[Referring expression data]
——

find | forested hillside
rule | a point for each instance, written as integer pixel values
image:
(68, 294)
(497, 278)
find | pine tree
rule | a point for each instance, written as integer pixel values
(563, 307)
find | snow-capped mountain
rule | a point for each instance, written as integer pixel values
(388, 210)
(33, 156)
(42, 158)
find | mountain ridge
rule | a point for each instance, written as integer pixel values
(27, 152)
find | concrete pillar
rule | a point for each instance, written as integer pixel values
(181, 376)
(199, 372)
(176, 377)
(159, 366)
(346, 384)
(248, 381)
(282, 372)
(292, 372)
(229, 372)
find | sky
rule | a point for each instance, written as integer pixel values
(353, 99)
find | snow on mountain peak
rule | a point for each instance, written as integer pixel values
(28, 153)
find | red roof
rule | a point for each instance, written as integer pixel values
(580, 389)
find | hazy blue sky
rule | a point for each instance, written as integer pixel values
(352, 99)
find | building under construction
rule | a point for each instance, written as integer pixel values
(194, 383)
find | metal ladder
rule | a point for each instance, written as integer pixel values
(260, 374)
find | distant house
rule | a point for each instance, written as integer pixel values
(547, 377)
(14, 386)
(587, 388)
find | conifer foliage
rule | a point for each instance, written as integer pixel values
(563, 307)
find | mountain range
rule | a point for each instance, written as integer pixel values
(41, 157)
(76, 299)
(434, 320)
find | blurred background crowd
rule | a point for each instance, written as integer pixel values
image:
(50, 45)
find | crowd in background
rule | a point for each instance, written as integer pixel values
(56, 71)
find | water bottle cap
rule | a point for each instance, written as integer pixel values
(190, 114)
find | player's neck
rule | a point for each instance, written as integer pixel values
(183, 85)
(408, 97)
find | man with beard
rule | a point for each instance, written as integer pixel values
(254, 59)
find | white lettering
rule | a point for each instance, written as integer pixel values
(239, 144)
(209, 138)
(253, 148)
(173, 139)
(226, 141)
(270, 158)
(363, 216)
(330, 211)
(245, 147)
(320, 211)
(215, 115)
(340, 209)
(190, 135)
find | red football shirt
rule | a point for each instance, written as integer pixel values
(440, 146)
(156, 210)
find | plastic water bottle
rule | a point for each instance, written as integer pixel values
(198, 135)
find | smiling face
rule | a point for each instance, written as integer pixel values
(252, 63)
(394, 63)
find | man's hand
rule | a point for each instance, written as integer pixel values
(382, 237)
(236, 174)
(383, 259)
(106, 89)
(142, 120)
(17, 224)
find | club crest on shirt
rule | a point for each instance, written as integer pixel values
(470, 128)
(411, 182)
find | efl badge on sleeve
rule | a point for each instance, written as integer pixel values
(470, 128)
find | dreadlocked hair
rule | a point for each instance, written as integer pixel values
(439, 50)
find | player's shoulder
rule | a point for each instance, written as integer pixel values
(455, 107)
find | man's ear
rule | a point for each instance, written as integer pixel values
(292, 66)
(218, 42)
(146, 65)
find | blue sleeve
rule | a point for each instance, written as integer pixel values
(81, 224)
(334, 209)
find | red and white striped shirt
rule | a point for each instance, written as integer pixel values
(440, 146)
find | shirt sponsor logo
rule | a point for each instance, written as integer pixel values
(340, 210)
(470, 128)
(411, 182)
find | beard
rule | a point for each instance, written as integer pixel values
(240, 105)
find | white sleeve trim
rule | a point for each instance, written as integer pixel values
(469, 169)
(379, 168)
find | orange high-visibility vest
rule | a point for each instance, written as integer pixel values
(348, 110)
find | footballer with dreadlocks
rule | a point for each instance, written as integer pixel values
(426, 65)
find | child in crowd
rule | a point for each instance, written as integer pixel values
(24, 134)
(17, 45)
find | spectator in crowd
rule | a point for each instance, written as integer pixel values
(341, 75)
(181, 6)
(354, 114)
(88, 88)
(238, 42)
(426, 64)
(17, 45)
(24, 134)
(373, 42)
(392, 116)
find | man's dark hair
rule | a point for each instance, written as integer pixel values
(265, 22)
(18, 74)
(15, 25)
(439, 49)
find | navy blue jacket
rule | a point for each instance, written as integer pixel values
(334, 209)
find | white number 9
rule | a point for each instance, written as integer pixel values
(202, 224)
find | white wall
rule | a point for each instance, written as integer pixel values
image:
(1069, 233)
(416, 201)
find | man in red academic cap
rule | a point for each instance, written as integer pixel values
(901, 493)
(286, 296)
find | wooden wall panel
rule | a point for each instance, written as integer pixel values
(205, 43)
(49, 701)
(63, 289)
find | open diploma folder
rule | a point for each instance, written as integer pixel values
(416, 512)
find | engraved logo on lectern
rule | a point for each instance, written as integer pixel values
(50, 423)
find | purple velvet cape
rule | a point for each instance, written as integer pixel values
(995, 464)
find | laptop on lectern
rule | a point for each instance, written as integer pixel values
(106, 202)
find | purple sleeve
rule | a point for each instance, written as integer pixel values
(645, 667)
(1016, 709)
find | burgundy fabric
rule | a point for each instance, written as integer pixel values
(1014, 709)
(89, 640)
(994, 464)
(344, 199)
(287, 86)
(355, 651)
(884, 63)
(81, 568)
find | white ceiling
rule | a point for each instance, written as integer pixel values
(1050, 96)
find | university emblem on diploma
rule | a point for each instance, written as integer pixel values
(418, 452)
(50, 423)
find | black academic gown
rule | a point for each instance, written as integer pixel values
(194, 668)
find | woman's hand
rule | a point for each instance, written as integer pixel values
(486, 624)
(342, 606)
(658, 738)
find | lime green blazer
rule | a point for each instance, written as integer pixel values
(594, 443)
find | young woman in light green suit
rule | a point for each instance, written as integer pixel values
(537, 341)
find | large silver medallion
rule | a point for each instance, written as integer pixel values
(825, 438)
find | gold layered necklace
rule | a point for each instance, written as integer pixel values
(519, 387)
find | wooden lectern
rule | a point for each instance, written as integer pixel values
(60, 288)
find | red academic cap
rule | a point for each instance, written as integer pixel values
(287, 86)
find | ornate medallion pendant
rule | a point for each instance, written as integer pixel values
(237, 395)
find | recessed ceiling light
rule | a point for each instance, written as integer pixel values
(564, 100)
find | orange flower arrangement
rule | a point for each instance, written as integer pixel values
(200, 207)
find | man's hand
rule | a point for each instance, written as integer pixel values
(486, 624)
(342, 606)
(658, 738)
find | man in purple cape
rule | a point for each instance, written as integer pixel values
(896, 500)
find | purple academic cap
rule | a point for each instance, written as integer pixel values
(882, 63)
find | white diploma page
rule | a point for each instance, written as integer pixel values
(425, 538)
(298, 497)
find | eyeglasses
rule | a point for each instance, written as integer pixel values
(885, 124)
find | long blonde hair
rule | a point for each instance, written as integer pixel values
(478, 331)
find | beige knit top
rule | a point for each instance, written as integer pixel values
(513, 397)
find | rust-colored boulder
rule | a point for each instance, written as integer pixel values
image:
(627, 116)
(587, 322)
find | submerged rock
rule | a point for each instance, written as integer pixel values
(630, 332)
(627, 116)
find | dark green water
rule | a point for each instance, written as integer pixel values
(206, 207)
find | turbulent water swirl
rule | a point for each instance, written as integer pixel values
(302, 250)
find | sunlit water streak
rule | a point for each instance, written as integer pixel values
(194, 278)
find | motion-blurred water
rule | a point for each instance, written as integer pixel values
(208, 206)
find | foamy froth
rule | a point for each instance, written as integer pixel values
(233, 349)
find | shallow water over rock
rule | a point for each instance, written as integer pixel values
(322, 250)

——

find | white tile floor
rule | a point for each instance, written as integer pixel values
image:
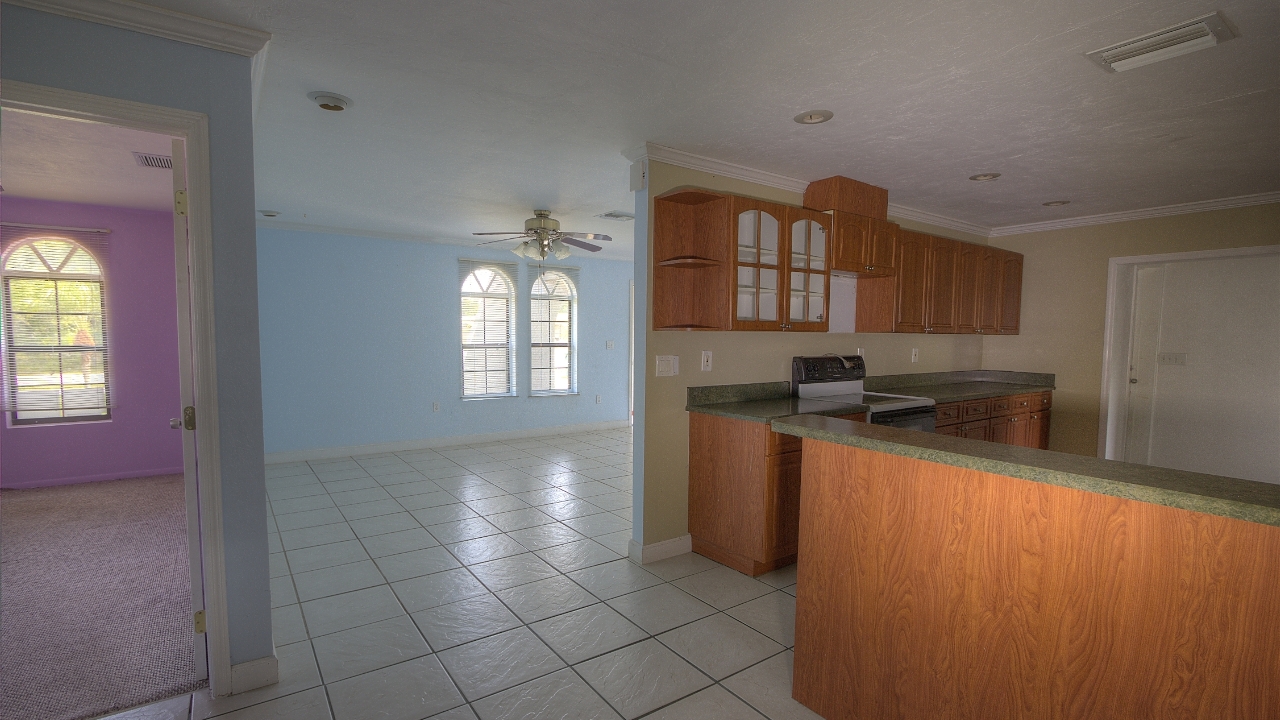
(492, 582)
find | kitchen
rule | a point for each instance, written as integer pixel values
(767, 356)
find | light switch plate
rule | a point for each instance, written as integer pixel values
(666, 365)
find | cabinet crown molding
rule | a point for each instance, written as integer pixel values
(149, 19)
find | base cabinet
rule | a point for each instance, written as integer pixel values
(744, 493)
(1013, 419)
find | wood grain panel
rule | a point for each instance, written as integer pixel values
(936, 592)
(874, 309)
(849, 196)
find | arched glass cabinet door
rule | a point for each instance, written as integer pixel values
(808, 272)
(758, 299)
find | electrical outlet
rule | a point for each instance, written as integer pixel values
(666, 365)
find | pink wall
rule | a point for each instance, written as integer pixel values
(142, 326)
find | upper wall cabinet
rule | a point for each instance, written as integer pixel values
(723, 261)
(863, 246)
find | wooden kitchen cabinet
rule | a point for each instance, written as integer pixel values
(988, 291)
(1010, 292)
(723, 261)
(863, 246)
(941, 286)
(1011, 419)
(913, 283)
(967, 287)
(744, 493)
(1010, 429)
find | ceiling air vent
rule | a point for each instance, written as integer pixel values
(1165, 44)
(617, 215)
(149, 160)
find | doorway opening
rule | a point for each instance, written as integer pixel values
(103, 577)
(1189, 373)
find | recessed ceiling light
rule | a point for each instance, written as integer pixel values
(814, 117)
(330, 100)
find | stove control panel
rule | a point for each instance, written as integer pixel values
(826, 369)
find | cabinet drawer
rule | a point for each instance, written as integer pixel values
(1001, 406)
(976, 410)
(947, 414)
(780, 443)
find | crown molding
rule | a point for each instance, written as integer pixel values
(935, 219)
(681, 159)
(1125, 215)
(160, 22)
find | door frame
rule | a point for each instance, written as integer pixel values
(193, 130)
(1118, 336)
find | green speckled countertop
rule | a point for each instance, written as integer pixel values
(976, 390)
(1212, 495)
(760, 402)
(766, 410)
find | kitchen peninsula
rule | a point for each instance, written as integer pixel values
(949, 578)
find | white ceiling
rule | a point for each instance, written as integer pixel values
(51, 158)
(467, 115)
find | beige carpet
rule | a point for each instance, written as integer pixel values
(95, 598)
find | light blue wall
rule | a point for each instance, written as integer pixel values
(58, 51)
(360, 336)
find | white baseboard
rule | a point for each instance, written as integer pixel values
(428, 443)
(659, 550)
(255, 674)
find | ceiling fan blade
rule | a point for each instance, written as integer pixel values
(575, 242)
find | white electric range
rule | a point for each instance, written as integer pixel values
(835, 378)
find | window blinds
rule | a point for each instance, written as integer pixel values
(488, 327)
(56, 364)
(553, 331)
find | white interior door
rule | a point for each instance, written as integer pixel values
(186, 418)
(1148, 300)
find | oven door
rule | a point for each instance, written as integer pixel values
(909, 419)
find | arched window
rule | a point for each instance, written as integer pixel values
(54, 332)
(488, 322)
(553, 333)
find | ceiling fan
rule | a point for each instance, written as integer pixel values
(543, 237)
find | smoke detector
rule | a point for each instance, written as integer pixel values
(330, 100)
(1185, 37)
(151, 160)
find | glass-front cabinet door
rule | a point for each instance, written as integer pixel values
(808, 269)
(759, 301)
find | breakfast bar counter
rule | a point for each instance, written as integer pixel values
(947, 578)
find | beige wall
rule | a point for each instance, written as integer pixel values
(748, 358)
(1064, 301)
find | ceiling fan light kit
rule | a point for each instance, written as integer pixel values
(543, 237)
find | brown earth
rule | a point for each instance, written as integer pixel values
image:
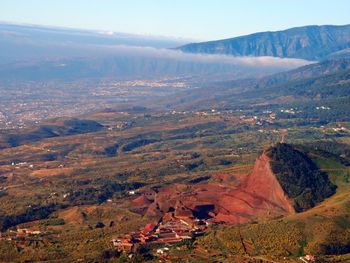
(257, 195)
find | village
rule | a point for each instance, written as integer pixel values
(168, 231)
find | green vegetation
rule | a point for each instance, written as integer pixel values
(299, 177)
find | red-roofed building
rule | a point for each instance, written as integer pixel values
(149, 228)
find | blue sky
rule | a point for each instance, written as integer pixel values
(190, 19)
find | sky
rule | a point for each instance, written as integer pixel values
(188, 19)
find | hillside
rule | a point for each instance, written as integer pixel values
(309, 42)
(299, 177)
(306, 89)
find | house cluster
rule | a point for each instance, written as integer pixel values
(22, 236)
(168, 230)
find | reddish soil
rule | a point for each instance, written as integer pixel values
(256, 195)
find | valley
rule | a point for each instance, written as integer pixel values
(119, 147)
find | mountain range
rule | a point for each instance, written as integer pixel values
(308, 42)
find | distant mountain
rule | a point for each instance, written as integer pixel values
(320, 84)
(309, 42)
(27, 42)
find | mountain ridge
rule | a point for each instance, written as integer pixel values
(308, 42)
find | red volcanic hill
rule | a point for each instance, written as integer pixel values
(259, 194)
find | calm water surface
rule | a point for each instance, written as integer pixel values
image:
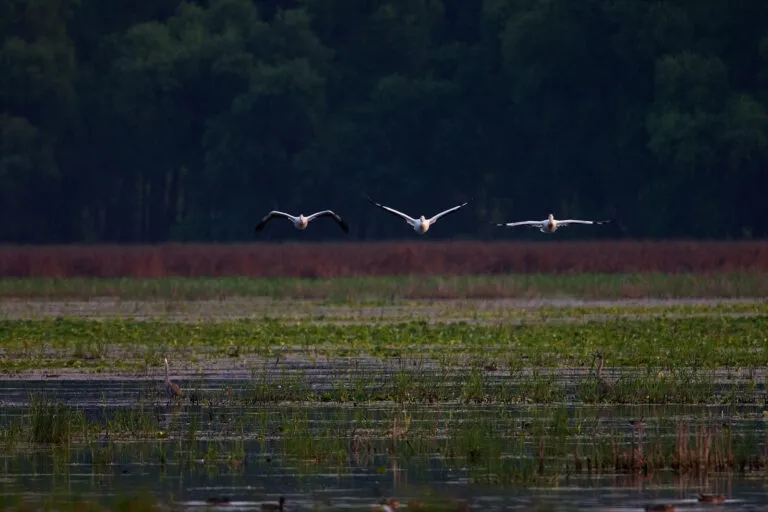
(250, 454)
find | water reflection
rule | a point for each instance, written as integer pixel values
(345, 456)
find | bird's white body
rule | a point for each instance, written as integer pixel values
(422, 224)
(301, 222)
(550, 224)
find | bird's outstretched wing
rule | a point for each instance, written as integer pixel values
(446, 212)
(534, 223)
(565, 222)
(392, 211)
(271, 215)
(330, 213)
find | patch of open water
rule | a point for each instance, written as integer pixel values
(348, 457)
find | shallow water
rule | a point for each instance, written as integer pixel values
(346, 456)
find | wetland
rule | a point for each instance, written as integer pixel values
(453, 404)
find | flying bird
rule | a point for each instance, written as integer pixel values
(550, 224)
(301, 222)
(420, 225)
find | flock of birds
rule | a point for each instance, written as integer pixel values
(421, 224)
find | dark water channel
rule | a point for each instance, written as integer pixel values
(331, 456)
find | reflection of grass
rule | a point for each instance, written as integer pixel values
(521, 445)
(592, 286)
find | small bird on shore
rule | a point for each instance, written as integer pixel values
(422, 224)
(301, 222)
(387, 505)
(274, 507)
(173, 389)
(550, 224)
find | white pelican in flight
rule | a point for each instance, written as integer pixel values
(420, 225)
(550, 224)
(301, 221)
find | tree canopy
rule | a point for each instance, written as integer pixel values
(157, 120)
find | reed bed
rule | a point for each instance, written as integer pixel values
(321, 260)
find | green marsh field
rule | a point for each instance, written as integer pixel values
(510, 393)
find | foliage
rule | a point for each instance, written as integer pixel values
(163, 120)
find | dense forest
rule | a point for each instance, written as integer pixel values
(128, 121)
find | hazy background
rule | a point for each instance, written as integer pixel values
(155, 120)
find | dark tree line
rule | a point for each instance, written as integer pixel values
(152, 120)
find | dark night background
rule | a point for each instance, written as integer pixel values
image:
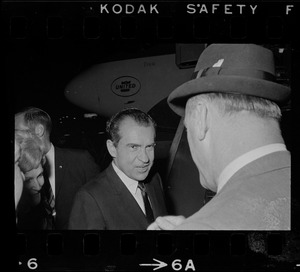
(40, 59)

——

The range runs from the line above containing "find | bird's outstretched wing" to the line containing "find | small bird on shore", inclusive. Restate those lines word for word and no others.

Solution for this problem:
find | bird's outstretched wing
rule | a point for each instance, written as integer pixel values
(446, 212)
(534, 223)
(565, 222)
(392, 211)
(271, 215)
(330, 213)
find | patch of open water
rule | a point for each instance, written as integer pixel values
(348, 457)
find | shallow water
rule | a point for each instance, written as integer pixel values
(346, 456)
find | wetland
rule | a point for each instance, written as integer pixel values
(453, 404)
find | flying bird
rule | a point for each instance, written as integer pixel values
(550, 224)
(301, 222)
(420, 225)
find | flock of birds
rule | a point for each instance, written as integer pixel values
(421, 224)
find | dark water channel
rule | a point for each instance, written as integer pixel values
(331, 456)
find | reflection of grass
rule | a point for each instance, written as integer pixel values
(521, 445)
(592, 286)
find | small bird on shore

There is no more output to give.